▶ **TEXT EXCERPT**:
The French presence in Canada goes back to 1608, the first permanent settlement being established at Québec City. New France at first grew slowly but two centuries later at confederation Canada's population was 31% French. The B.N.A. Act of 1867 recognized the province's civil law, language and Catholic schools. The French and English communities co-existed and eventually bilingualism was strengthened by the Official Languages Act of 1969.

Québec at the time of Confederation was a traditional society and was ineffectively governed. The church took responsibility for education, health care, and social welfare, but was more concerned with maintaining its position than helping people adjust to changing circumstances. The economic institution was controlled by the minority English in Montréal. Not until the Quiet Revolution of the 1960s was the power of the church diminished. The government of Jean Lesage focussed on education, attracting industry and integrating Québec into the North American economic structure. Québéckers eventually reached the conclusion that their language and culture needed protection in the sea of English North America. Their demand for institutional dominance led to a demand for sovereignty. Although they voted not to seek independence in a 1960 referendum, the failure of the Meech Lake Accord which would have granted Québec a "distinct society" status and the more recent rejection almost everywhere in Canada of the Charlottetown Accord has left Canada uncertain of the future of Québec in Canada.

In October, 1995 a razor-thin victory for the "No" in the separation referendum continues the uncertainty about the future of Québec in Canada. (See the Controversy and Debate Box, pp. 356-357, for a discussion of national unity).

▶ **PROVIDED DATA**:
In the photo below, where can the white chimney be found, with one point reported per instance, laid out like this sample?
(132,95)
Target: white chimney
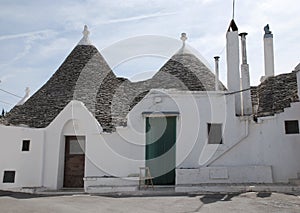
(297,70)
(233,63)
(246,94)
(217,88)
(268,52)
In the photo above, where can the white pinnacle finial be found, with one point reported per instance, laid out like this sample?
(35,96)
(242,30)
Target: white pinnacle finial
(85,39)
(183,37)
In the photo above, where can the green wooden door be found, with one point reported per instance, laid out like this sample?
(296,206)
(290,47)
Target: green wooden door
(161,149)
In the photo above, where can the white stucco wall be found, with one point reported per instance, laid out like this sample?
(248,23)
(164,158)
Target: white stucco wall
(264,147)
(267,144)
(26,164)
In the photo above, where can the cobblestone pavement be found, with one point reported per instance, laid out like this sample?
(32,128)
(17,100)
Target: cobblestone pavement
(246,202)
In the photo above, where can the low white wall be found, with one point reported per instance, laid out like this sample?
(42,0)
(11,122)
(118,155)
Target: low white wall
(238,174)
(27,164)
(267,144)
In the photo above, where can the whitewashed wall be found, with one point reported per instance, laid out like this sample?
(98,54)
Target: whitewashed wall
(264,147)
(267,144)
(26,164)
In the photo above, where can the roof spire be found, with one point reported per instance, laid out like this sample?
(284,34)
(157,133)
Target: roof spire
(233,8)
(85,39)
(183,38)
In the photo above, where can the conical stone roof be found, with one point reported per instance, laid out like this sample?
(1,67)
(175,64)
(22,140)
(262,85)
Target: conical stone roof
(85,76)
(78,78)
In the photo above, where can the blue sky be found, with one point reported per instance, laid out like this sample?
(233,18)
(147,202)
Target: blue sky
(36,36)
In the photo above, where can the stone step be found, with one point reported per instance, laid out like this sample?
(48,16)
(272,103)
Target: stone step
(295,181)
(109,189)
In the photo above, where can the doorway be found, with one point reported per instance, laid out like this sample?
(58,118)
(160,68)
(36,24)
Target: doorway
(74,161)
(161,149)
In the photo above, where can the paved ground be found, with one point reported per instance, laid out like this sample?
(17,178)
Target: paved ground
(246,202)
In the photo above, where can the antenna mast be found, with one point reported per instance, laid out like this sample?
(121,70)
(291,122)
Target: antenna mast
(233,4)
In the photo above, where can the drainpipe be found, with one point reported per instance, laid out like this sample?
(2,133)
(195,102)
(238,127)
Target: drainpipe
(217,73)
(233,63)
(246,94)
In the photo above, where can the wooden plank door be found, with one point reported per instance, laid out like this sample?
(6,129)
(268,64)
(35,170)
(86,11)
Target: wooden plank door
(74,161)
(161,149)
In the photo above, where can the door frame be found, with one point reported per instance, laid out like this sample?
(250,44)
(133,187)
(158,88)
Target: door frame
(66,141)
(174,132)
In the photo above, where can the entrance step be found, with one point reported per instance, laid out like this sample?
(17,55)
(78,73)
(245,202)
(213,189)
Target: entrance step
(109,189)
(295,181)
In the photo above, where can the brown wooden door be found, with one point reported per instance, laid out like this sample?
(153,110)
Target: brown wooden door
(74,161)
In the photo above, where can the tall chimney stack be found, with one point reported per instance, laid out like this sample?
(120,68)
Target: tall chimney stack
(246,95)
(233,63)
(268,52)
(217,73)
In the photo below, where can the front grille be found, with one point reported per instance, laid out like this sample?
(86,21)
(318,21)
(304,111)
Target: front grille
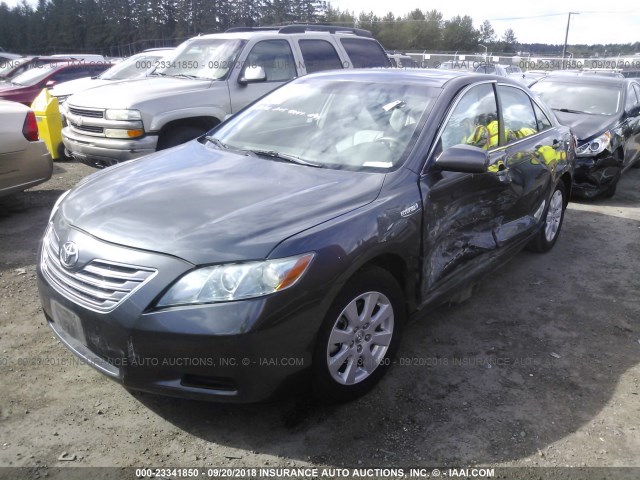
(84,112)
(100,285)
(86,128)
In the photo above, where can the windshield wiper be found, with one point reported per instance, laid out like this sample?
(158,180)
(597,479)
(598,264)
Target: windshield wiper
(184,75)
(286,157)
(218,143)
(568,110)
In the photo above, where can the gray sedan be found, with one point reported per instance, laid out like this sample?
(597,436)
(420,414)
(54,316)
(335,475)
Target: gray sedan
(24,159)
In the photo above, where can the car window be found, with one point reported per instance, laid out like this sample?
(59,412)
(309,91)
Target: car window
(636,87)
(474,121)
(517,113)
(543,121)
(319,55)
(580,96)
(275,57)
(71,74)
(631,99)
(365,53)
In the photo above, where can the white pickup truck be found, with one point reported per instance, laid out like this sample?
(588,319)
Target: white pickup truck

▶ **WHAT YOU SHOULD DO**:
Please update the text on Québec in Canada by giving it again from "In October, 1995" up to and including "of national unity).", with "razor-thin" replaced by "narrow".

▶ **TASK OUTPUT**:
In October, 1995 a narrow victory for the "No" in the separation referendum continues the uncertainty about the future of Québec in Canada. (See the Controversy and Debate Box, pp. 356-357, for a discussion of national unity).